**Saved data entries**
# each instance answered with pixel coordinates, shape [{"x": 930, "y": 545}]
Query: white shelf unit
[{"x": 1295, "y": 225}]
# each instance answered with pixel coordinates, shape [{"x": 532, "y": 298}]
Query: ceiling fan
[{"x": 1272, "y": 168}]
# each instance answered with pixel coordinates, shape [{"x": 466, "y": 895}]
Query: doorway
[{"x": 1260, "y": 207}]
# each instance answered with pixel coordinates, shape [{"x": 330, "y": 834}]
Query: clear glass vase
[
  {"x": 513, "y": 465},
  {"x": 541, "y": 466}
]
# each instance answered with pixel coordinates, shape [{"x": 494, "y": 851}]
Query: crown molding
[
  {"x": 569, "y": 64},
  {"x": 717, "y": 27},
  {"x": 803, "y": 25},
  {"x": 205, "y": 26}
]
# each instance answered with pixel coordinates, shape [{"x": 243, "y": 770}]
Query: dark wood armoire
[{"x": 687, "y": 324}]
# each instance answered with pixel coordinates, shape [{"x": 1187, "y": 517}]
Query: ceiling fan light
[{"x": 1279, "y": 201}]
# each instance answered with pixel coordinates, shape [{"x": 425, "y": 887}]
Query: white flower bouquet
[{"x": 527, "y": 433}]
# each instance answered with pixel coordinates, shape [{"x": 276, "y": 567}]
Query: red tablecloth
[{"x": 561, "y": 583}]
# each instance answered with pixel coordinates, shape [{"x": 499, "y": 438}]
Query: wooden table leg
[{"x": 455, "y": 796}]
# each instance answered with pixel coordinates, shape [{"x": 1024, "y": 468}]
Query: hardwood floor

**GOAL OF THE EXERCISE**
All of the entries above, written out exactly, make up the reply.

**ANSWER TO THE PROBLEM**
# each instance answered with pixel coordinates, shape [{"x": 930, "y": 545}]
Query: white shelf unit
[{"x": 1295, "y": 225}]
# each instance answered with pixel coordinates, shape [{"x": 532, "y": 298}]
Query: ceiling fan
[{"x": 1272, "y": 168}]
# each instance answered with pixel coordinates, shape [{"x": 466, "y": 895}]
Query: doorway
[{"x": 1260, "y": 207}]
# each instance answered with pixel coordinates, shape [{"x": 330, "y": 834}]
Query: clear glass vase
[
  {"x": 513, "y": 465},
  {"x": 541, "y": 466}
]
# each instance answered with pixel coordinates, shape [{"x": 494, "y": 851}]
Query: crown molding
[
  {"x": 569, "y": 64},
  {"x": 717, "y": 27},
  {"x": 803, "y": 25},
  {"x": 205, "y": 26}
]
# each instance answered with pixel coordinates, shape [{"x": 243, "y": 770}]
Query: dark wood armoire
[{"x": 687, "y": 324}]
# each instance answered with pixel coordinates, shape [{"x": 1187, "y": 517}]
Query: ceiling fan light
[{"x": 1279, "y": 201}]
# each instance answered with pixel coordinates, shape [{"x": 425, "y": 887}]
Query: white flower bouquet
[{"x": 527, "y": 433}]
# each instance answered with pixel coordinates, shape [{"x": 276, "y": 567}]
Query: red tablecloth
[{"x": 561, "y": 583}]
# each instance answered with pixel coordinates, shape [{"x": 499, "y": 438}]
Query: wooden table leg
[{"x": 455, "y": 796}]
# each instance answered with pixel coordinates, shape [{"x": 1024, "y": 468}]
Query: hardwood floor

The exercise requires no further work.